_Task objective:_ Print every line of the listing exactly, please.
----- Data in this exercise
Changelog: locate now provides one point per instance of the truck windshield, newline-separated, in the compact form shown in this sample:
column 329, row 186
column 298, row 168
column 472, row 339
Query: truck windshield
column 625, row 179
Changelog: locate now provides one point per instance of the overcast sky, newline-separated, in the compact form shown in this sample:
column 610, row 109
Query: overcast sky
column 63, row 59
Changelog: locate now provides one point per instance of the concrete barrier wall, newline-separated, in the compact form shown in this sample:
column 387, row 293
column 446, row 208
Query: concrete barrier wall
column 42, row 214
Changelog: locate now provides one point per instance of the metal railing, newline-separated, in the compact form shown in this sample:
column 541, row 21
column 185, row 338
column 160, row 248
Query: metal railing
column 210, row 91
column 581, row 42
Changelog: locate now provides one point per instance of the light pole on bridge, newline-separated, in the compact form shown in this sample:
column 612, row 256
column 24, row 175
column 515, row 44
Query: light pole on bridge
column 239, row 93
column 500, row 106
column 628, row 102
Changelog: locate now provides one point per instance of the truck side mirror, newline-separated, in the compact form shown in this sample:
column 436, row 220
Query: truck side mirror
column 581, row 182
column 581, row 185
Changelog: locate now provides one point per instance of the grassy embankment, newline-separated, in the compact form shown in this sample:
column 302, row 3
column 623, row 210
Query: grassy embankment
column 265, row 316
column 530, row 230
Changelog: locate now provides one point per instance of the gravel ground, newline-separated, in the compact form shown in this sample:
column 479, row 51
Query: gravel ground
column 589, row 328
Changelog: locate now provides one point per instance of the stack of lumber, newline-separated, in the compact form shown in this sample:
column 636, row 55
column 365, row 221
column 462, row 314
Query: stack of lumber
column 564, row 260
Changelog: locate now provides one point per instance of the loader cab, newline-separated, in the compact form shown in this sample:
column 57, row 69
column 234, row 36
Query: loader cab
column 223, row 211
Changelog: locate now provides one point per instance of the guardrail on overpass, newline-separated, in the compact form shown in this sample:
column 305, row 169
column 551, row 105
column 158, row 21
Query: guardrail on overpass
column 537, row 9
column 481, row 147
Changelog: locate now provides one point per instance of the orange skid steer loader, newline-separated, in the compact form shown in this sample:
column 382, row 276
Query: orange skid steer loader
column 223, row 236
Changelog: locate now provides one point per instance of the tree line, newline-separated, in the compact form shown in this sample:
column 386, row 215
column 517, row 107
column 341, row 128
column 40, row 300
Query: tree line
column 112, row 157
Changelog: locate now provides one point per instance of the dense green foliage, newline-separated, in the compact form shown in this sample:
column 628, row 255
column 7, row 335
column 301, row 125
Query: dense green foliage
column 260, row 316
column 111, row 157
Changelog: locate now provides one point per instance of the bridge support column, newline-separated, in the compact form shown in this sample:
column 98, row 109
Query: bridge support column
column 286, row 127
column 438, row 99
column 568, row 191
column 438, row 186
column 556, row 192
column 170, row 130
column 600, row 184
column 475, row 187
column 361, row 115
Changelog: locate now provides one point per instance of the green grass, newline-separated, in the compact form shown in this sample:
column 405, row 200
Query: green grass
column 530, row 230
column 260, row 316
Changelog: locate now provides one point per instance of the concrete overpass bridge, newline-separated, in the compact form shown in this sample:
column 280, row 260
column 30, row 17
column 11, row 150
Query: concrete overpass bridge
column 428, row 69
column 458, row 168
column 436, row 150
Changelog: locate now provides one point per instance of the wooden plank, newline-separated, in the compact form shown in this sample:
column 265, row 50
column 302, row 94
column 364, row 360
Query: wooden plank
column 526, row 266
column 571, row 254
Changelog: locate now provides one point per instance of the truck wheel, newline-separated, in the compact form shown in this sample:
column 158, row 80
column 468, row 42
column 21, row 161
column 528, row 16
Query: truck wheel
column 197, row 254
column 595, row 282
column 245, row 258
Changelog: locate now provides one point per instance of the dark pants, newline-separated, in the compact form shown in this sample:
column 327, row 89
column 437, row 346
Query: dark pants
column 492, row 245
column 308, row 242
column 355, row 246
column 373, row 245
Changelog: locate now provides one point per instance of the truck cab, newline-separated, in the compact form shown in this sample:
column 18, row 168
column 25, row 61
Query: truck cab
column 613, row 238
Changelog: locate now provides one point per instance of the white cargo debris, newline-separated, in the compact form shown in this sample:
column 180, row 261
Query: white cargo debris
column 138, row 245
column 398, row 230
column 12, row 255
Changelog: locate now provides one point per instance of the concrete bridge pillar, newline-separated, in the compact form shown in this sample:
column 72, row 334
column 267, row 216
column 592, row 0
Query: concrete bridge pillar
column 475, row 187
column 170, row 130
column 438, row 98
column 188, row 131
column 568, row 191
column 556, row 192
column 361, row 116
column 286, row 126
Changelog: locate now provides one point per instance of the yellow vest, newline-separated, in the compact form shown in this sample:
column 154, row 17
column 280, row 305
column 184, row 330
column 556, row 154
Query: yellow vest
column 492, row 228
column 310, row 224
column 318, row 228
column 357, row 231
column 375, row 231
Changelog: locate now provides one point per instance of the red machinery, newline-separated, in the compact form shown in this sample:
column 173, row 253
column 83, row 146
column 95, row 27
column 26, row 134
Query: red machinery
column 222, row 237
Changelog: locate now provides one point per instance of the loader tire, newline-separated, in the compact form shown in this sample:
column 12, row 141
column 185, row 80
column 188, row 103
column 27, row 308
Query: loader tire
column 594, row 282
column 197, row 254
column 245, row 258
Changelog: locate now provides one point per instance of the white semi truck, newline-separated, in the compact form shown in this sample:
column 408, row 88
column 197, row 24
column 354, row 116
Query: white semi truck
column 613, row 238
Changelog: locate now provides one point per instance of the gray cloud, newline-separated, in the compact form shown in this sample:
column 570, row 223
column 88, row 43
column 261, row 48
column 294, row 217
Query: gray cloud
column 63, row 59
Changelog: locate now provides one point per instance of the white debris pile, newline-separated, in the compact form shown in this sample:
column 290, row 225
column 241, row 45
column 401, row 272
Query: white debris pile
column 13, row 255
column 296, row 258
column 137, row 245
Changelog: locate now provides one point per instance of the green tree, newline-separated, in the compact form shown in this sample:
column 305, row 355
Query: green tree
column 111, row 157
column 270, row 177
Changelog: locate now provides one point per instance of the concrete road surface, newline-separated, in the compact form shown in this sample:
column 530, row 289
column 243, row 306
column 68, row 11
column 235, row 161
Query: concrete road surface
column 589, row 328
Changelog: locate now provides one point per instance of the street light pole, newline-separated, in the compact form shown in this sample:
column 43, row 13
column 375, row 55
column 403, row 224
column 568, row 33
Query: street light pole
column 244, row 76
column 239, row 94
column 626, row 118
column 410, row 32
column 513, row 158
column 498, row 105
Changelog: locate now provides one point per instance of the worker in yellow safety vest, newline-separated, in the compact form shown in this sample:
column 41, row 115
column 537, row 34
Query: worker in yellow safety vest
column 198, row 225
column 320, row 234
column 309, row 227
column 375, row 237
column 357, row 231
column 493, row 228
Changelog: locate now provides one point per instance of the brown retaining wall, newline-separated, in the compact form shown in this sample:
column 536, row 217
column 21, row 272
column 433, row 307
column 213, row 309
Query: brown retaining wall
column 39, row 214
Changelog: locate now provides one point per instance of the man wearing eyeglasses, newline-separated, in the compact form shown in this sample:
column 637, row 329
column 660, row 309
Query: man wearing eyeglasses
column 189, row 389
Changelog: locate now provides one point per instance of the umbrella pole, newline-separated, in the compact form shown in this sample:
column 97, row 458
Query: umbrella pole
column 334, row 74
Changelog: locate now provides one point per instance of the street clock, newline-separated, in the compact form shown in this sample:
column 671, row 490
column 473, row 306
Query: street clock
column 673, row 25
----------
_Answer space:_
Changelog: locate now provides one point per instance of the truck windshield, newline-separated, in the compact form shown in this sample:
column 329, row 186
column 298, row 168
column 472, row 339
Query: truck windshield
column 625, row 179
Changelog: locate now provides one point per instance of the overcast sky, newline-separated, in the compact form shown in this sample:
column 610, row 109
Query: overcast sky
column 63, row 59
Changelog: locate now provides one point per instance of the concrete barrier wall, newline-separated, in the compact form shown in this sample:
column 387, row 293
column 446, row 208
Query: concrete barrier wall
column 42, row 214
Changelog: locate now provides one point per instance of the metal railing, newline-separated, in the compact form shown in this sample:
column 541, row 21
column 185, row 338
column 160, row 248
Query: metal railing
column 210, row 91
column 581, row 42
Changelog: locate now provides one point per instance of the light pole on bridge, newline-separated, in the compact form shown in this sample:
column 612, row 256
column 24, row 175
column 515, row 44
Query: light pole on bridge
column 239, row 93
column 500, row 106
column 628, row 102
Changelog: locate now provides one point per instance of the truck side mirror, newline-separated, in the compact form shown in this sample:
column 436, row 220
Query: truck side mirror
column 581, row 182
column 581, row 185
Changelog: locate now provides one point per instance of the grassy embankment, newline-separated, in the compact form shown in this sample:
column 302, row 3
column 623, row 210
Query: grassy embankment
column 265, row 316
column 530, row 230
Changelog: locate now provides one point per instance of the gravel ground, newline-separated, in the compact form shown in this sample:
column 479, row 51
Query: gravel ground
column 589, row 328
Changelog: locate now provides one point per instance of the stack of lumber, newline-separated, in the compact form shown in this sample:
column 636, row 55
column 365, row 221
column 462, row 314
Query: stack of lumber
column 564, row 260
Changelog: locate now provides one point per instance of the loader cab, newline-separated, in the compact form shown in this sample:
column 57, row 69
column 234, row 36
Query: loader cab
column 223, row 211
Changelog: locate now provides one point per instance of the guardrail on overpass, newline-separated, in the compact form shown in this sample:
column 305, row 169
column 551, row 105
column 158, row 21
Query: guardrail on overpass
column 537, row 9
column 481, row 147
Changelog: locate now provides one point per instance of the orange skid steer loader, newline-separated, in the compact form shown in this sample:
column 382, row 276
Query: orange skid steer loader
column 223, row 236
Changelog: locate now provides one point per instance of the tree line, newline-separated, in the compact form shown in this sample:
column 386, row 215
column 517, row 107
column 341, row 128
column 40, row 300
Query: tree line
column 112, row 157
Changelog: locate now provides one point per instance of the dense green foliage, newline-separated, in the compact form shown in this sample:
column 628, row 255
column 7, row 335
column 301, row 125
Query: dense green foliage
column 260, row 316
column 111, row 157
Changelog: locate now provides one point per instance of the bridge support column, newline-separated, in the compact form shown in this sample:
column 98, row 109
Query: bridge support column
column 286, row 127
column 438, row 99
column 568, row 191
column 438, row 186
column 556, row 192
column 170, row 130
column 600, row 184
column 475, row 187
column 361, row 115
Changelog: locate now provides one point per instance of the green grass, newline-separated, in the compact form shown in this sample:
column 405, row 200
Query: green grass
column 530, row 230
column 260, row 316
Changelog: locate now provides one point per instance of the concrete overpass bridge, newline-separated, in the compact form shown in this sample:
column 280, row 260
column 30, row 17
column 11, row 150
Query: concrete overpass bridge
column 428, row 69
column 458, row 168
column 436, row 150
Changelog: locate now provides one point per instance of the wooden plank, newline-separated, in the compact form shown in this sample:
column 265, row 50
column 302, row 94
column 364, row 360
Query: wooden plank
column 526, row 266
column 571, row 254
Changelog: locate now provides one point per instance of the truck wheel, newline-separated, in the compact form shown in this sample:
column 158, row 80
column 468, row 42
column 21, row 161
column 528, row 16
Query: truck wheel
column 197, row 254
column 595, row 282
column 245, row 258
Changelog: locate now provides one point per instance of the dark pants, newline-separated, in the compact form shown in this sample:
column 327, row 89
column 437, row 346
Query: dark pants
column 492, row 245
column 308, row 242
column 355, row 246
column 373, row 245
Changelog: locate now provides one point per instance of the truck cab, newline-separated, in the compact form shown in this sample:
column 18, row 168
column 25, row 61
Query: truck cab
column 613, row 238
Changelog: locate now provides one point per instance of the white cargo debris, newline-separated, in the compact form shown in this sample:
column 180, row 261
Query: white cargo debris
column 138, row 245
column 398, row 230
column 12, row 255
Changelog: locate now provides one point per instance of the concrete bridge pillar, newline-separated, in the compact form shown in this sample:
column 72, row 334
column 267, row 216
column 592, row 0
Query: concrete bridge pillar
column 475, row 187
column 170, row 130
column 438, row 98
column 188, row 131
column 568, row 191
column 556, row 192
column 361, row 116
column 286, row 126
Changelog: locate now provides one point per instance of the yellow vest, newline-separated, in the compact form shown in this sample:
column 154, row 17
column 280, row 305
column 184, row 330
column 556, row 154
Query: yellow vest
column 492, row 228
column 310, row 224
column 318, row 228
column 357, row 231
column 375, row 231
Changelog: locate now provides one point per instance of the red machinery, newline-separated, in the compact form shown in this sample:
column 173, row 253
column 83, row 146
column 95, row 27
column 26, row 134
Query: red machinery
column 222, row 237
Changelog: locate now provides one point per instance of the loader tire, newline-separated, in the compact form shown in this sample:
column 12, row 141
column 185, row 80
column 188, row 103
column 27, row 308
Query: loader tire
column 594, row 282
column 197, row 254
column 245, row 258
Changelog: locate now provides one point per instance of the white semi truck, newline-separated, in the compact form shown in this sample:
column 408, row 88
column 197, row 24
column 354, row 116
Query: white semi truck
column 613, row 238
Changelog: locate now provides one point per instance of the gray cloud, newline-separated, in the compact form shown in this sample:
column 570, row 223
column 88, row 43
column 261, row 48
column 294, row 217
Query: gray cloud
column 63, row 59
Changelog: locate now provides one point per instance of the white debris pile, newline-separated, in the compact form shown in this sample:
column 290, row 225
column 241, row 45
column 401, row 272
Query: white debris pile
column 13, row 255
column 296, row 258
column 137, row 245
Changelog: locate now provides one point per instance of the green tree, newline-separated, in the compact form shown in this sample:
column 305, row 355
Query: green tree
column 111, row 157
column 270, row 177
Changelog: locate now provides one point per instance of the concrete road surface, newline-separated, in the compact form shown in this sample:
column 530, row 289
column 243, row 306
column 68, row 11
column 235, row 161
Query: concrete road surface
column 589, row 328
Changelog: locate now provides one point per instance of the street light pole, newline-separated, in the compact form shown in this sample:
column 43, row 13
column 375, row 55
column 403, row 224
column 568, row 33
Query: street light pole
column 244, row 76
column 239, row 94
column 626, row 118
column 410, row 32
column 513, row 158
column 498, row 105
Changelog: locate now provides one point per instance of the worker in yellow safety vest, newline-separated, in the compact form shown in this sample:
column 41, row 115
column 537, row 34
Query: worker in yellow safety vest
column 198, row 225
column 320, row 234
column 309, row 227
column 375, row 237
column 357, row 231
column 493, row 228
Changelog: locate now provides one point per instance of the brown retaining wall, newline-separated, in the compact form shown in this sample:
column 536, row 217
column 21, row 272
column 433, row 307
column 213, row 309
Query: brown retaining wall
column 39, row 214
Changelog: locate now provides one point per instance of the man wearing eyeglasses, newline-separated, in the compact form shown in this sample:
column 637, row 329
column 660, row 309
Query: man wearing eyeglasses
column 189, row 389
Changelog: locate now provides one point per instance of the umbrella pole, newline-separated, in the compact form shown in this sample:
column 97, row 458
Query: umbrella pole
column 334, row 74
Changelog: locate now provides one point per instance of the street clock, newline-separated, in the compact form shown in this sample:
column 671, row 490
column 473, row 306
Query: street clock
column 673, row 25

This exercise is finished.